= ABOUT THIS TASK =
Return all of the records exactly.

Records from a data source
>>>>>

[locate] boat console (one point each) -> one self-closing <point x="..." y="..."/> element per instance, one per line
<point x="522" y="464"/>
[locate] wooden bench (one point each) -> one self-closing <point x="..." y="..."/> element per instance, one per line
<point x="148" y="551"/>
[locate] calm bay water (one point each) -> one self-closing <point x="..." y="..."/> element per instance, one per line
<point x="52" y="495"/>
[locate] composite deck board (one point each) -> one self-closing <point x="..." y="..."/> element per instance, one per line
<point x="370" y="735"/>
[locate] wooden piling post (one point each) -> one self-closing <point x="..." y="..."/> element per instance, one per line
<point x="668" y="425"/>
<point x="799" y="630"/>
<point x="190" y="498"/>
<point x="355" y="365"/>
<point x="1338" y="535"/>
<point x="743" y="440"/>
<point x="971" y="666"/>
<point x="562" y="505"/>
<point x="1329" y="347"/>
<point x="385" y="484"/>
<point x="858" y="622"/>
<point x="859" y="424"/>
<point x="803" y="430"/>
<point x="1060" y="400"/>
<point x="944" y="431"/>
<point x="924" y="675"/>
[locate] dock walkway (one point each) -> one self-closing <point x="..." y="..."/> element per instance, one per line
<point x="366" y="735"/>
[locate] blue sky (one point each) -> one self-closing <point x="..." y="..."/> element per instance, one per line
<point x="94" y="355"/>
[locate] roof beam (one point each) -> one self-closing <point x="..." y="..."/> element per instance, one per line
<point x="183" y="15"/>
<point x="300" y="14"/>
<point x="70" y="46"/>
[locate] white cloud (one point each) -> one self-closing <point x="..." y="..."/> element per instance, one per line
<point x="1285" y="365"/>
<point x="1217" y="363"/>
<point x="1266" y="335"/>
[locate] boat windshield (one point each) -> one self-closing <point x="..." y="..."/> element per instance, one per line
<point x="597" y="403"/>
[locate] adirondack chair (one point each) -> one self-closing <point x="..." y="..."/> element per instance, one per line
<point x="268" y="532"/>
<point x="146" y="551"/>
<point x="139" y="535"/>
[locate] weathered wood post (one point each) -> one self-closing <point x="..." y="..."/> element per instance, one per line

<<<<<

= RESULT OF THE EXERCISE =
[locate] boat console (one point each) -> one self-closing <point x="..." y="..."/> element per instance, one per line
<point x="522" y="464"/>
[locate] wooden bench (one point each) -> one self-closing <point x="..." y="..."/> element per instance, one per line
<point x="148" y="551"/>
[locate] calm bay water (one point each) -> one self-closing <point x="..." y="..."/> element per instance, one per line
<point x="52" y="495"/>
[locate] composite deck board (one point each) -> one self-closing <point x="..." y="..."/> element per instance, one per line
<point x="370" y="735"/>
[locate] wooden piling post (one point each) -> one self-closing <point x="..." y="..."/> element per instance, one per line
<point x="668" y="425"/>
<point x="799" y="630"/>
<point x="190" y="498"/>
<point x="355" y="365"/>
<point x="1338" y="535"/>
<point x="743" y="440"/>
<point x="971" y="666"/>
<point x="562" y="505"/>
<point x="1329" y="347"/>
<point x="385" y="484"/>
<point x="858" y="622"/>
<point x="859" y="424"/>
<point x="803" y="430"/>
<point x="1060" y="400"/>
<point x="944" y="431"/>
<point x="924" y="675"/>
[locate] dock walkway (one point each) -> one self-closing <point x="..." y="..."/> element per instance, one per line
<point x="366" y="735"/>
[locate] blue sky (one point each) -> one self-closing <point x="..." y="..."/> element per instance, one per line
<point x="94" y="355"/>
[locate] roof beam (one point each) -> one self-closing <point x="..." y="..."/> element per instance, one per line
<point x="183" y="15"/>
<point x="300" y="14"/>
<point x="70" y="46"/>
[locate] white cloud (one point each) -> one self-closing <point x="..." y="..."/> element per instance, one per line
<point x="1285" y="365"/>
<point x="1217" y="363"/>
<point x="1266" y="335"/>
[locate] boat windshield (one point each) -> one self-closing <point x="..." y="..."/> element per instance, one per line
<point x="597" y="403"/>
[locate] adirondack chair (one point each) -> one self-closing <point x="..." y="..."/> element per instance, one per line
<point x="268" y="532"/>
<point x="146" y="551"/>
<point x="139" y="535"/>
[locate] weathered wood post (one point each) -> one self-closing <point x="..." y="..."/> element per instance, one per line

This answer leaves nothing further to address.